[Source data]
------
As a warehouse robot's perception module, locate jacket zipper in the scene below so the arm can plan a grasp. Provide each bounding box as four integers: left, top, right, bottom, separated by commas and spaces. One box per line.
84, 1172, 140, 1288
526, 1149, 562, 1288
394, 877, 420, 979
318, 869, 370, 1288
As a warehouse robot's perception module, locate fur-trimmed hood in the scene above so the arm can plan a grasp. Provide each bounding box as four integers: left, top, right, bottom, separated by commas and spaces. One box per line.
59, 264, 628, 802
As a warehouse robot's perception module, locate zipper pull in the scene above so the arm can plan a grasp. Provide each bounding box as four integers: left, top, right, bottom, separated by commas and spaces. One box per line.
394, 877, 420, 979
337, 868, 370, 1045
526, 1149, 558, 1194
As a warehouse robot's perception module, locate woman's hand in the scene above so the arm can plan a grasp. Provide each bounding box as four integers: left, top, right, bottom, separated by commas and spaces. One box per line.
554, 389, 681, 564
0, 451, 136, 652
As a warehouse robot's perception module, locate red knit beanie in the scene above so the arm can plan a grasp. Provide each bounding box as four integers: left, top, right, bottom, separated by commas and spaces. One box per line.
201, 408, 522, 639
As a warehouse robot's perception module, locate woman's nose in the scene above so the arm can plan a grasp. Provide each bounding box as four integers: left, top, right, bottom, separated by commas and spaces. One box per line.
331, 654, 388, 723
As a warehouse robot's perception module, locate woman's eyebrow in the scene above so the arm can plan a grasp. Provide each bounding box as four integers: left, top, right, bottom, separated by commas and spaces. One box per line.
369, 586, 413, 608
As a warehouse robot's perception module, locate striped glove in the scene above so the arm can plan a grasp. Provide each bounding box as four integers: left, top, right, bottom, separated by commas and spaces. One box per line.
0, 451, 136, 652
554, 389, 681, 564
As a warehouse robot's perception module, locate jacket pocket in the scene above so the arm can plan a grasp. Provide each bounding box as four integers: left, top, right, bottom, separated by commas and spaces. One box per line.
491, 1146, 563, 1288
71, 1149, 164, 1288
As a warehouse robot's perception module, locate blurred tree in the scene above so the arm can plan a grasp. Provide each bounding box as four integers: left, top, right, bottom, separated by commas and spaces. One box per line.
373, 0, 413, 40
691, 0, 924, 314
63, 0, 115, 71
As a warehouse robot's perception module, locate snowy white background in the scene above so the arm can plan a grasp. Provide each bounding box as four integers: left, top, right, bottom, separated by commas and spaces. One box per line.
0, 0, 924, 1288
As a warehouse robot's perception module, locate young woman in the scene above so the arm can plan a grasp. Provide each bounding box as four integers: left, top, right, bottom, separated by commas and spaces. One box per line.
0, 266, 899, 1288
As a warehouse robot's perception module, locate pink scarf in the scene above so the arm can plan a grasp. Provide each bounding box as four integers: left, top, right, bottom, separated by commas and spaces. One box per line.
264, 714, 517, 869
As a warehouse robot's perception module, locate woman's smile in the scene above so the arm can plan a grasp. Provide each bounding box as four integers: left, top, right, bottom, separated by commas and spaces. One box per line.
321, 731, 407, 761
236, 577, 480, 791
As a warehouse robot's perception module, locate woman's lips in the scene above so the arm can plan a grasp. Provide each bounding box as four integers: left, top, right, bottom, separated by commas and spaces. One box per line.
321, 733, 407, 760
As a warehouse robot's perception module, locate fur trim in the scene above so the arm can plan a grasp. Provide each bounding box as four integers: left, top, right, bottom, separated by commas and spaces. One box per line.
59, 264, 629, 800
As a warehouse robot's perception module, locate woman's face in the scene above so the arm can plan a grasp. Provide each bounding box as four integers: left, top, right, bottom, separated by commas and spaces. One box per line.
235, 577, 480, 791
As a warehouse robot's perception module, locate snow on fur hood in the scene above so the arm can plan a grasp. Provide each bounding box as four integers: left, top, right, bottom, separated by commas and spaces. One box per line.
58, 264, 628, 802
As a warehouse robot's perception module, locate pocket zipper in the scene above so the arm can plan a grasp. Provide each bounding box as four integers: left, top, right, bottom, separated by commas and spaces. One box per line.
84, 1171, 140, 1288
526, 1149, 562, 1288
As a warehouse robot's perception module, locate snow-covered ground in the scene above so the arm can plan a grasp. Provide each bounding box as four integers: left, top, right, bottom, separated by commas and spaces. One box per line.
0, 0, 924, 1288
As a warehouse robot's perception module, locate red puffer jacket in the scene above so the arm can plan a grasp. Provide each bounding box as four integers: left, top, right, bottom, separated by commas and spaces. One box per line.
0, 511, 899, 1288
------
— SET EXERCISE —
Return each entry from the material above exactly as it appears.

— PROBLEM SOLUTION —
As a warehouse robot's perception module, locate jacket zipper in the scene below so the arm can plan a grasp. Provide each bounding box as four integers: left, top, right, bottom, separated by commas and spaces. One box per line.
84, 1172, 140, 1288
526, 1149, 562, 1288
394, 877, 420, 979
318, 869, 370, 1288
As a warehouse robot's perception module, locate fur-trimmed hood in the scene above so the arm can plan a grasp. Provide each bounding box as four integers: left, top, right, bottom, separated by commas and spaces. One box per line.
59, 264, 628, 802
As a warehouse robot's perception module, locate zipper pull in the scene above so the arm can plan a grasp. Provide each bounding box as four integers: left, top, right, bottom, separated by commas and spaces. One box per line.
394, 877, 420, 979
337, 868, 370, 1045
526, 1149, 558, 1194
As a warehouse robot's perception module, locate woman's hand in the scene above so the arm can plan a grasp. Provide each bounding box as four integers: left, top, right, bottom, separated by commas and spaces. One box per line.
554, 389, 681, 564
0, 451, 136, 652
As a warehouse robot's perception module, locate red knit beanie in the scene above so the arm can plan a grasp. Provide each bounding box as four integers: left, top, right, bottom, separated by commas and spaces. One box per line.
201, 408, 522, 639
As a warehouse robot's perception module, locate woman's nose in the scene above so the arm can plan a grasp. Provide each bounding box as four integers: left, top, right, bottom, separated by commas and spaces. One box per line.
331, 654, 388, 723
As a warehouse robot's perception module, locate woman's eyebrow in the scene above so the arm can plan a grasp. Provide each bounding box as four integers: left, top, right, bottom, separated by commas and spaces. One box per line.
369, 586, 413, 608
As a warehouse robot's perception module, locate striped glove in the scene above so the arm can plan a grasp. Provide each bounding box as four integers: left, top, right, bottom, separated by commas and spaces. One box per line.
0, 451, 136, 652
554, 389, 681, 564
As a warehouse robot's perception module, locate jacket pocket in the scene above so the arm can plan a grasp. Provide each bounding box as four integers: left, top, right, bottom, separated by commas and spaces. One box per line.
491, 1146, 563, 1288
71, 1149, 164, 1288
As a warehouse robot's perception module, locate blurred tree in the scene above so the arm can plan a grasp. Provide each bounding box as four integers: left, top, right, bottom, separated by commas and spaces. One box per line.
373, 0, 413, 40
691, 0, 924, 314
63, 0, 115, 71
As a warehouse robot's perception module, locate snowy white background in the scene above so the arm can plan a grasp. Provide each bounding box as four integers: left, top, right, bottom, separated by commas and spaces. One box per line.
0, 0, 924, 1288
As a warehouse robot's perception module, locate young woman in the scene above so the arm can plan a grasp. Provide each bounding box as four integers: left, top, right, bottom, separated by commas and spaces. One box per line.
0, 266, 899, 1288
As a warehouse robot's perception module, locate pink scarf in the scene above so the arm can plan a grasp. Provide each bounding box as four integers: left, top, right, bottom, separated by commas and spaces. One box per line.
264, 714, 517, 869
As a warehouse robot's perception module, locate woman's smile in the scene above so the arm can plan a grasp. Provide each bounding box as four integers: left, top, right, bottom, separated by commas and spaces. One box per line.
321, 731, 407, 761
236, 577, 480, 791
As a warehouse robot's perception module, locate woman's lips in the scene above so the arm can plan a grasp. Provide each bounding box as four integers: left, top, right, bottom, separated by commas and spaces. One box per line.
321, 733, 407, 760
As a warehouse robot's perception module, locate fur trim in the scene above so the arm can plan a grasp. Provide each bounding box as four integers: left, top, right, bottom, separated by commas and spaces. One box per line.
59, 264, 629, 800
As a warehouse robot's perception module, locate woman's face in the scene above so the arm can plan a grasp. Provide each bounding box as four integers: left, top, right, bottom, separated by commas and spaces. One box per line.
235, 577, 480, 791
As a warehouse robot's perception module, locate snow on fur hood in the scene above so the arm can plan a grasp. Provide each bounding box as four integers: left, top, right, bottom, separated by commas and spaces. One box per line.
58, 264, 628, 802
As a warehouse robot's perception module, locate pocket zipper in the scene above so the arm can plan a grasp. Provide each bounding box as four integers: left, top, right, bottom, separated by commas and spaces. One box per line.
84, 1171, 140, 1288
526, 1149, 562, 1288
As a warehouse robot's perception module, locate snow-covered ground in the scene above so the arm can plan a grasp. Provide each bounding box as four integers: left, top, right, bottom, separated by commas and spaces. One box per line.
0, 0, 924, 1288
As a warehouse robot's perception module, locate red puffer jacket in the scene above so the arm can plan a grasp. Provide each bounding box as four integers: left, top, right, bottom, separated by commas and spaces. One box per line.
0, 511, 899, 1288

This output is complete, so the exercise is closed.